§ DATA
================
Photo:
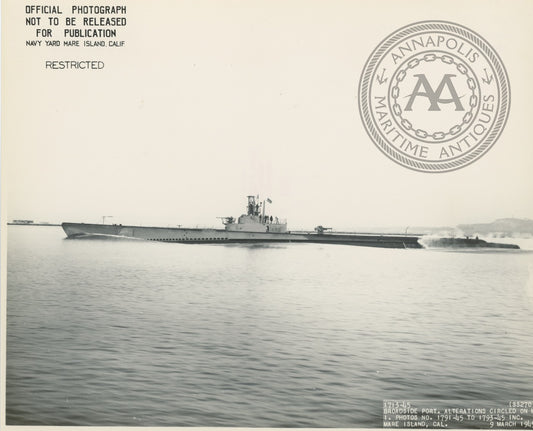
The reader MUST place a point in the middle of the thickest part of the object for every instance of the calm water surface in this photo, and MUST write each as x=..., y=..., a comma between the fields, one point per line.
x=135, y=333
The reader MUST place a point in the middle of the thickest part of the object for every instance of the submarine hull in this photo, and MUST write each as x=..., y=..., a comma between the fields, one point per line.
x=203, y=236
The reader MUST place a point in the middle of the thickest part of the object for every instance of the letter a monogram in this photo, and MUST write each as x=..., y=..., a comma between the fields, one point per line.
x=434, y=96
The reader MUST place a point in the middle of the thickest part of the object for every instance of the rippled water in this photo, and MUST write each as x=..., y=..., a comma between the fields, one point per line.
x=138, y=333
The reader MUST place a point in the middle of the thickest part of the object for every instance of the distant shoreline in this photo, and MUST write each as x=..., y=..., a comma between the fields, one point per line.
x=32, y=224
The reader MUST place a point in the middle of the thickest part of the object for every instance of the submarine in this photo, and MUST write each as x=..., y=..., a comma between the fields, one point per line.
x=254, y=226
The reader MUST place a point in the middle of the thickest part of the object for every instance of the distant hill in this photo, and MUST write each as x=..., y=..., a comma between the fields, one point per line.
x=502, y=226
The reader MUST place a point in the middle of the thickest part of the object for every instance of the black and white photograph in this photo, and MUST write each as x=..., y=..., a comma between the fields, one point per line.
x=266, y=214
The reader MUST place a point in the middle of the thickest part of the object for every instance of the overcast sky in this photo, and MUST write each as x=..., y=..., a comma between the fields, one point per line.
x=211, y=101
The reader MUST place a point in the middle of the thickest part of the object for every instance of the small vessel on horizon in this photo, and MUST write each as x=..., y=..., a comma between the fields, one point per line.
x=255, y=226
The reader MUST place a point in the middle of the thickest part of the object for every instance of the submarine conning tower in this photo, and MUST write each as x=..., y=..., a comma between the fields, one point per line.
x=256, y=219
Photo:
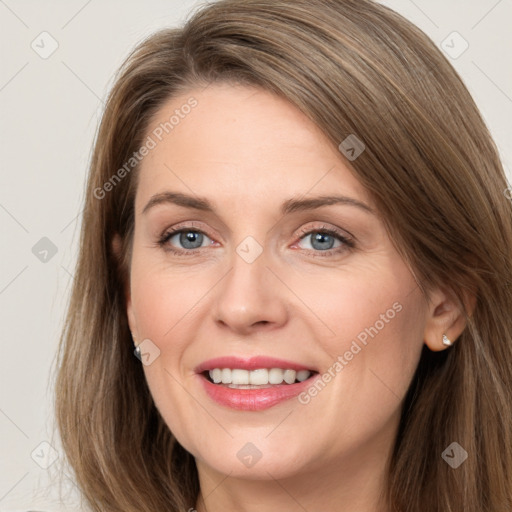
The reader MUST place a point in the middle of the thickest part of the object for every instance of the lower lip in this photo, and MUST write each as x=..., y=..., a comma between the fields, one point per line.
x=254, y=399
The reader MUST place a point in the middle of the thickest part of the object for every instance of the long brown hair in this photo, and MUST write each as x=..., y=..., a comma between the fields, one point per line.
x=353, y=67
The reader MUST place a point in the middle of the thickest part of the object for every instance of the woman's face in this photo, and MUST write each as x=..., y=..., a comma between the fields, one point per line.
x=240, y=175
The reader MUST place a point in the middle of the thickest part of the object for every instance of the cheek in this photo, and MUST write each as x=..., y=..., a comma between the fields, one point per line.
x=372, y=325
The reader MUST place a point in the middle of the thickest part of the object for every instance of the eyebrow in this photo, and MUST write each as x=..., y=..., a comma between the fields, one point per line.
x=289, y=206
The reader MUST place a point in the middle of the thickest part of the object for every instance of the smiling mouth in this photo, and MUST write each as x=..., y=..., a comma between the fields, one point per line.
x=256, y=379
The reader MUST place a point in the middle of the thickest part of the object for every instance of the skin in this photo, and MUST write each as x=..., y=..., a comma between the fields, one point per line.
x=247, y=151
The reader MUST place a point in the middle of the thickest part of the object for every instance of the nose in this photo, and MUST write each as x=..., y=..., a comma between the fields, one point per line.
x=250, y=298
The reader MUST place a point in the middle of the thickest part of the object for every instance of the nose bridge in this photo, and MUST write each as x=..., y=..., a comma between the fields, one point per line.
x=248, y=294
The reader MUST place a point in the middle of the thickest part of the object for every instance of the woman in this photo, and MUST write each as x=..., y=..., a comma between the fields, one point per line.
x=298, y=217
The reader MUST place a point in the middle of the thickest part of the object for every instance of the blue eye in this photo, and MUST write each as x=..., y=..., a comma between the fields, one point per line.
================
§ THE TASK
Each record must be repeated verbatim, and no picture may appear in the copy.

§ ANSWER BELOW
Photo:
The reader MUST place a point in the middle of the thickest part of the object for every instance of the calm water surface in this photo, and MUST write each as x=..., y=..., a comma between the fields, one point per line.
x=135, y=333
The reader MUST place a point in the middle of the thickest part of the object for every instance of the submarine hull in this photo, and MUST write each as x=..., y=..., a comma between the fields, one point per line.
x=203, y=236
The reader MUST place a point in the middle of the thickest part of the object for every instance of the letter a monogram in this photo, and MUST write each as x=..., y=..., a comma between the fields, one point per line.
x=434, y=96
The reader MUST place a point in the middle of the thickest part of the object for every instance of the rippled water in this photo, and MUST write each as x=..., y=..., a comma between the fields, one point per line.
x=138, y=333
The reader MUST place a point in the middle of the thickest part of the object for every instance of the distant shoreline in this photo, and MUST write each as x=..., y=..., a comma between the fields, one point per line.
x=32, y=224
The reader MUST place a point in the middle of the thickest part of the object for every instance of the submarine in this photo, and MUST write each as x=..., y=..., a comma between the fields, one point per line.
x=254, y=226
The reader MUST place a point in the middle of the thickest part of the object for every instance of the distant hill in this photo, and MUST write each as x=..., y=..., a comma between the fields, one point per line.
x=502, y=226
The reader MUST place a point in the middle of the thickest part of the object for every instance of the black and white photograph in this photo, and MUST write each as x=..., y=..., a comma between the fields, one point per line.
x=266, y=214
The reader MUST place a point in the middle of the thickest part of the object for every instance of the overcast sky in this photo, and MUST write each as x=..., y=..., a comma between the fields, one point per line.
x=211, y=101
The reader MUST place a point in the middle of the thickest part of the object for every instance of the small vessel on horizon in this photo, and MUST write each as x=..., y=..., a comma between the fields, one point per line.
x=255, y=226
The reader MUST place a point in the middle of the thickest part of the object for every instance of the submarine conning tower in this photo, and MUST write each as x=..., y=..., a comma between the fields, one point per line.
x=256, y=219
Photo:
The reader MUST place a point in the middle of the thickest part of the object for every instance of the lower lip in this photo, and MUST write each as x=..., y=..., a comma between the fields, one point per line.
x=254, y=399
The reader MUST place a point in the middle of the thickest part of the object for every instance of the long brown hair in this photo, and MUST write each as x=..., y=..., a comma between the fields, one point per line.
x=353, y=67
The reader MUST place a point in the middle of the thickest part of the object for every instance of the woman's face in this photo, and MUST write each as x=..., y=..., a comma between the fields, one point per line.
x=240, y=175
The reader MUST place a point in the middle of the thickest part of the object for every instance of the cheek in this photo, and MUST write each as x=..., y=..., a comma between the fields, one point per line.
x=372, y=325
The reader MUST place a point in the middle of the thickest part of the object for every instance of the eyebrow in this photo, and MUST write each as x=..., y=..., a comma between the fields, one point per line.
x=289, y=206
The reader MUST place a point in the middle of the thickest part of the object for every instance of the smiling mouth in this photo, and MUST write each as x=..., y=..., a comma between the fields, one point per line.
x=256, y=379
The reader MUST place a point in the middle of the thickest part of the object for every instance of the skin in this photo, and MUST write each as x=..., y=..., a comma between the fields, one point per line.
x=247, y=151
The reader MUST place a point in the middle of the thickest part of the object for every instance of the nose in this photo, and MUST write each as x=..., y=..., a comma between the fields, one point per line.
x=250, y=298
The reader MUST place a point in the middle of the thickest part of the object for every instance of the nose bridge in this photo, and MUST write each as x=..., y=..., a comma between the fields, one point per line.
x=248, y=294
The reader MUST place a point in the middle of the thickest part of the object for every instance of the woman in this photo, and MUST write each as x=..., y=..., a comma between the fields, one point per line.
x=298, y=217
The reader MUST place a point in the middle of the thickest part of the object for every instance of the blue eye in this photo, and MUST write each as x=..., y=..., a comma between the fields, one point per line.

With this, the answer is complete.